The Promissory Note in the Wake of Interpretative Decision No. 4/2013 concerning Summary Judgments for Debt Recovery: More Questions than Answers

On 18 June 2014, the long awaited Interpretative Decision (ID) No. 4 of the General Assembly of the Civil and Commercial Colleges of the Supreme Court of Cassation (SCC) concerning summary judgments for debt recovery was issued under Interpretative Case No. 4 brought in 2013.

Part of the questions examined by the SCC in its Interpretative Decision refer to the promissory note as a document under Art. 417(1)(9) of the Civil Procedure Code (CPC) which gives grounds for the issuance of a summary judgment to be enforced forthwith pursuant to the provisions of Art. 418 CPC.

Uniformity has been introduced in the existing inconsistent case law in the field of summary judgments through the Interpretative Decision with its answers to the following two questions related to promissory notes: (i) Do the grounds for the issuance of a summary judgment under Art. 417(1)(9) CPC continue to exist, where the promissory note contains an addendum concerning the existence of a causal relationship (Question No. 4e of ID No. 4/2013); and (ii) What is the subject-matter of the case and how is the burden of proof distributed when a declaratory claim is filed under Art. 422 CPC, where a summary judgment is issued to be enforced forthwith on the basis of a promissory note (Question No. 17 of ID No. 4/2013).

Question No. 4e of the Interpretative Decision is directly related to the question on the content of the promissory note as a type of security, as well as on the legal effect of the promissory note addendum, specifying the existence of a causal relationship.

The Explanatory Memorandum of the Interpretative Decision reads that the promissory note addendum which specifies the existence of a causal relationship constitutes an obstacle to the issuance of a summary judgment ONLY IN CASE that the addendum negates the unconditional nature of the obligation to pay within the meaning of Art. 535(2) of the Commercial Code (CC) and Art. 455(2) CC.

In other words, the line of reasoning of the SCC is to examine the addendum on the causal relationship only from the perspective of one of its features, i.e. it invokes only the provisions of Art. 535(2) CC and Art. 455(2) CC and concludes that only if the addendum negates the unconditional nature of the obligation to pay a certain amount of money, there exists an obstacle to the issuance of a summary judgment for debt recovery under Art. 417(9) CPC.

Furthermore, paragraph 4e of the main body of the text of the Interpretative Decision reads as follows: “Where the addendum specifying a causal relationship does not affect the features of the instrument, this addendum shall be considered to be unwritten and shall not affect its form”.

This illustrates that the SCC has rectified and adjusted the view laid down in the Explanatory Memorandum through the additional wording in the main body of the text to the effect that the addendum has to be considered to be unwritten provided that it does not affect the form (i.e. if it does not affect any of the features under Art. 535 CC and not just the feature under Art. 535(2) CC).

(RECORD EXCERPTS)

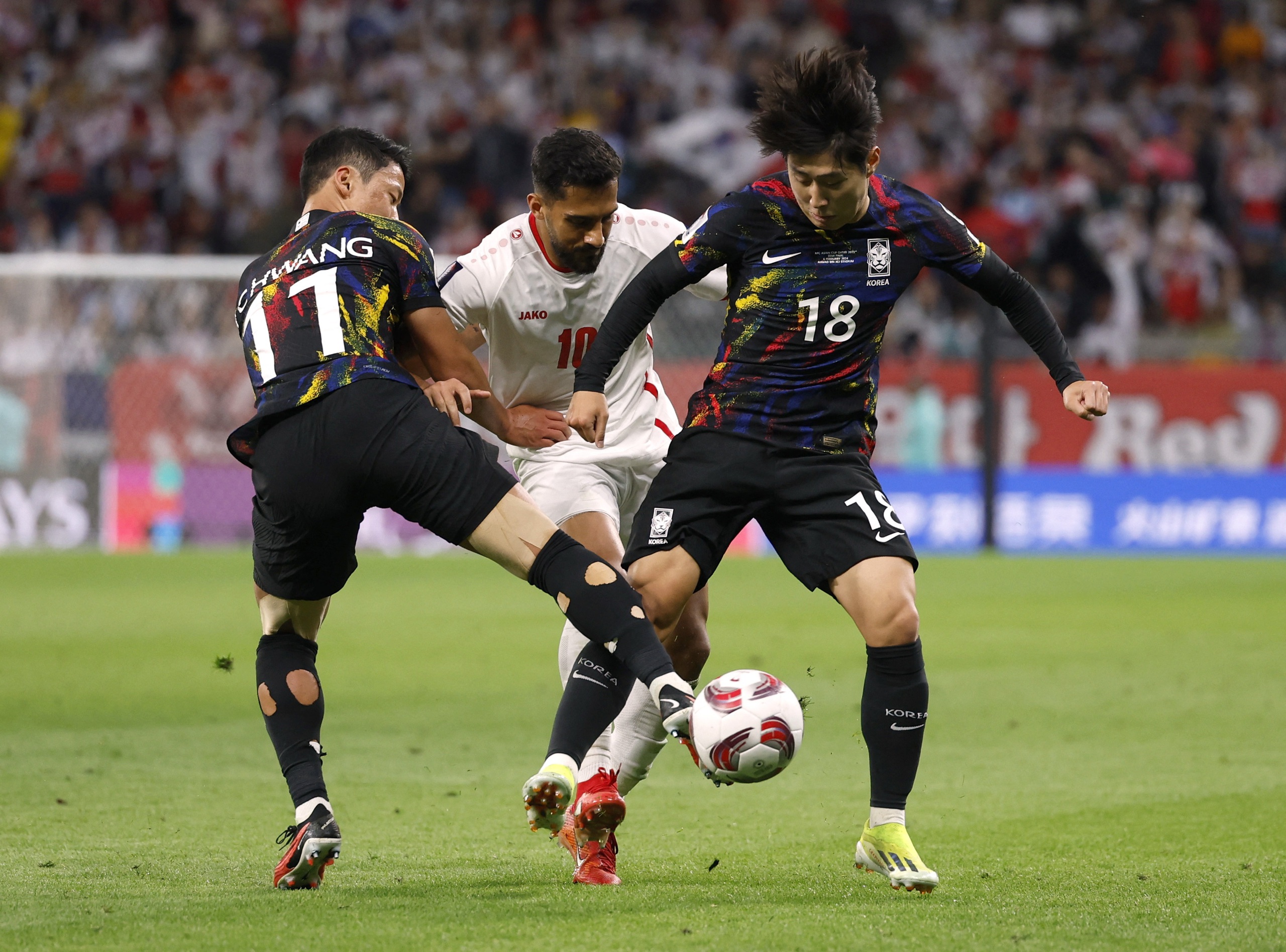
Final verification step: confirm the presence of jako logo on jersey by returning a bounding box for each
[648,509,674,545]
[867,237,893,278]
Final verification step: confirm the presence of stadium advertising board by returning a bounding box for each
[8,359,1286,554]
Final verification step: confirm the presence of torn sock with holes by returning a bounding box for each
[255,631,329,822]
[549,641,635,767]
[527,529,684,695]
[862,639,928,822]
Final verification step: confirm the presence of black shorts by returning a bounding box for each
[625,426,919,591]
[250,379,516,599]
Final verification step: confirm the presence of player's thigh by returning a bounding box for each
[460,486,558,579]
[514,460,624,566]
[251,387,365,601]
[831,555,919,648]
[364,388,517,545]
[624,430,768,593]
[759,450,918,595]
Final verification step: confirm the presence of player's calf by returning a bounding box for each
[255,631,331,823]
[527,531,692,714]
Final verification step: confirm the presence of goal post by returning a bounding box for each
[0,253,253,550]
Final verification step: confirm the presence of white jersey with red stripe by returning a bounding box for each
[439,205,728,466]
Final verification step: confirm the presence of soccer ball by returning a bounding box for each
[691,669,804,784]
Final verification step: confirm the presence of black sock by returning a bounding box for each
[549,641,634,766]
[862,639,928,809]
[255,631,329,807]
[527,529,674,686]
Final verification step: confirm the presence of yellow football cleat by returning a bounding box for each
[522,763,576,835]
[856,821,937,893]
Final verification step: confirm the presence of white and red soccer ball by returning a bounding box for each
[691,669,804,784]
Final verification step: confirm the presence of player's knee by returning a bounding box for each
[630,578,683,630]
[665,639,710,681]
[863,598,919,648]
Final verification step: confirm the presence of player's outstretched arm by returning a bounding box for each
[567,244,701,447]
[964,248,1111,420]
[406,307,516,442]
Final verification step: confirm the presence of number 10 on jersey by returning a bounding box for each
[558,327,598,370]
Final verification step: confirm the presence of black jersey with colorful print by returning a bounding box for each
[237,211,443,426]
[677,172,987,455]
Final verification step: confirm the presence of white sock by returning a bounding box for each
[294,796,335,826]
[540,754,576,777]
[648,671,692,710]
[611,681,668,796]
[871,807,907,826]
[558,622,612,782]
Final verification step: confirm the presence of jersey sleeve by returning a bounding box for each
[684,265,728,301]
[374,218,443,315]
[439,261,491,331]
[916,195,987,283]
[674,191,758,279]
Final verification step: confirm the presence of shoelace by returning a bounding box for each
[276,823,305,847]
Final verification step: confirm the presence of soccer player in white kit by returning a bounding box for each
[428,129,726,885]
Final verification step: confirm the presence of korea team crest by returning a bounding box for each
[867,237,893,278]
[648,509,674,543]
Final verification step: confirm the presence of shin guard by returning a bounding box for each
[862,639,928,809]
[255,631,327,807]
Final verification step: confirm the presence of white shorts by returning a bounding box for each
[513,460,665,542]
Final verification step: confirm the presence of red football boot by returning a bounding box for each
[558,768,625,887]
[571,834,621,887]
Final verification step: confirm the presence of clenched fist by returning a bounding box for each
[567,391,607,450]
[1062,380,1112,420]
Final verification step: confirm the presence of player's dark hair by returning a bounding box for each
[299,126,410,200]
[749,46,880,171]
[531,129,621,200]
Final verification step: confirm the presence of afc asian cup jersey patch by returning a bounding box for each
[867,237,893,278]
[648,509,674,543]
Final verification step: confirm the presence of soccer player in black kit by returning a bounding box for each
[228,129,692,889]
[567,50,1109,893]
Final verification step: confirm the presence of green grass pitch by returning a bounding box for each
[0,552,1286,952]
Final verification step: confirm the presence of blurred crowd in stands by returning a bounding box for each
[0,0,1286,364]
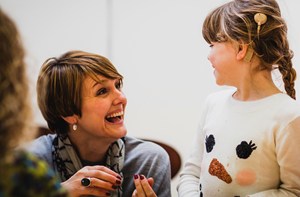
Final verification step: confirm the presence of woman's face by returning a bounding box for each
[77,75,127,140]
[208,42,239,85]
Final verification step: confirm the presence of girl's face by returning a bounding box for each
[78,75,127,140]
[208,41,239,86]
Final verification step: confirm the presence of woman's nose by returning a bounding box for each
[113,90,127,105]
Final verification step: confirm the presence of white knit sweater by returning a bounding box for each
[177,90,300,197]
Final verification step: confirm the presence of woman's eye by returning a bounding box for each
[116,81,123,90]
[96,88,107,96]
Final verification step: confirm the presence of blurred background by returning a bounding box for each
[0,0,300,196]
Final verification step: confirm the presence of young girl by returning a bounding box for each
[177,0,300,197]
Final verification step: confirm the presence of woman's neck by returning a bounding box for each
[68,131,111,162]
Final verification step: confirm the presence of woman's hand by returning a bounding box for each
[61,166,122,197]
[132,174,157,197]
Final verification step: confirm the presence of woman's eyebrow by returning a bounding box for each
[93,79,108,87]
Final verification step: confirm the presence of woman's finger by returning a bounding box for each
[133,174,146,197]
[140,175,157,197]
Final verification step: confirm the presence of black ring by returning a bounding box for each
[81,178,91,187]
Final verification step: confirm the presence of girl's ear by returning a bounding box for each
[236,44,253,62]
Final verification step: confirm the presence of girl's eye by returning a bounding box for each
[96,88,107,96]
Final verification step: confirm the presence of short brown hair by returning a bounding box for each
[37,51,123,134]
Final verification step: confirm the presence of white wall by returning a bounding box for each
[0,0,300,196]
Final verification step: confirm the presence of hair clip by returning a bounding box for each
[254,13,267,38]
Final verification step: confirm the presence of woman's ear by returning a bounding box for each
[61,115,77,125]
[236,43,253,62]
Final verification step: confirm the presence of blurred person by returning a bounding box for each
[0,6,67,197]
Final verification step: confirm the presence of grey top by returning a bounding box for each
[26,134,171,197]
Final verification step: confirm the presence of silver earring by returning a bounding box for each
[72,123,77,131]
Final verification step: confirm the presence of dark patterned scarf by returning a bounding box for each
[52,135,125,197]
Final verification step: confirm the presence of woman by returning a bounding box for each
[0,6,67,197]
[25,51,170,197]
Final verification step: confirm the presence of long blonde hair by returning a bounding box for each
[0,9,35,158]
[202,0,296,99]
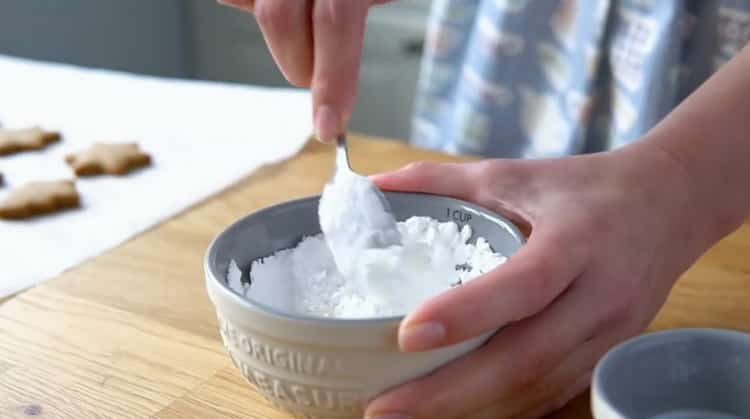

(GOALS)
[a] Move the rows starting with the line that contains "Final verification step: confirm the presence of player's calf" and going on through the line that contains "[677,172,987,455]" into your reply, requests included, adding -69 to every bounding-box coordinate in the answers.
[b] Pick up the text on the promissory note under Interpretative Decision No. 4/2013 after its last sentence and continue it.

(EXPECTED RESULTS)
[a]
Final verification step: confirm the presence of player's calf by returning a bounding box for each
[186,562,262,754]
[458,462,623,645]
Final verification step: confirm the presence of goal post by returning a bounding box for each
[-69,184,184,481]
Final verification step: confirm the presence of white jersey with red stripe by returning a bounding box for each
[370,136,659,397]
Final verification step: confirm the presence of soccer ball by returning a bounding box for each
[622,600,735,715]
Final verification step: confirm the presence of black sock by returning a bounding box for each
[480,572,565,697]
[793,570,859,740]
[186,562,260,738]
[458,460,605,617]
Final verification step: confirm the presence of yellow football cleat by returning a bounding box for each
[453,694,507,766]
[787,752,868,824]
Final verification step: confirm the presence of white and red soccer ball by returning a bounding box for each
[622,600,735,715]
Final verification step: confirm the presence of player's knee by returning a bounding box for each
[561,509,614,561]
[596,570,641,612]
[794,529,850,579]
Final verification step: confirm the presence of player's outstretched arm by returning a bounding box for each
[498,175,632,378]
[895,179,1042,351]
[337,238,447,373]
Final verification step: confirm the presence of number 10 on jersey by returning a bounding box for each
[489,258,529,301]
Final verification step: confirm the presence of black jersey with colorful print by returning a bounding box for each
[168,142,374,357]
[608,103,918,386]

[b]
This wording of the SCC instruction to the courts raises new questions. If the addendum specifying the existence of a causal relationship is considered to be unwritten in litigation, then what should courts and litigants do? Could they raise objections based on the addendum or, if it is “unwritten”, would be addendum fail to serve as evidence of causal relationships in connection with which the debt has occurred.

There is yet another question in this respect. Which are the cases, where the addendum to the promissory note on the existence of a causal relationship does not affect the features under Art. 535 CC? The Supreme Court of Cassation is silent on this matter. Obviously, it is necessary to apply the provisions of paragraph 2 of ID No. 1/2005 of the SCC, which has lost its effect under the new Civil Procedure Code. In other words, the question should be answered in the following way: the wording of the addendum on the existence of a causal relationship should not contain any condition on the occurrence and the effect of the obligation to pay a certain amount of money under the promissory note.

The other question in paragraph 17 of the Interpretative Decision is directly related to the one in paragraph 4e and its points to the decline of the promissory note as an abstract transaction.

In paragraph 17 of ID No. 4/2013, the SCC examines the issue of the subject-matter of the case, when a claim is lodged under Art. 422 CPC, as well as the related distribution of the burden of proof, when a summary judgment is issued to be enforced forthwith on the basis of a promissory note.

The question arises due to the inconsistent case law under Art. 422 CPC from the perspective of the issue whether, in the case of a summary judgment to pay on the basis of a promissory note, the causal relationship is subject to examination and the burden of proof is subject to distribution pursuant to the provisions of Art. 154(1) CPC or the causal relationship is subject to examination only if the debtor challenges the debt to be recovered.

The promissory note is a type of security, which means that it materializes the unilateral obligation to pay, regardless of the cause which remains outside the remit of the transaction.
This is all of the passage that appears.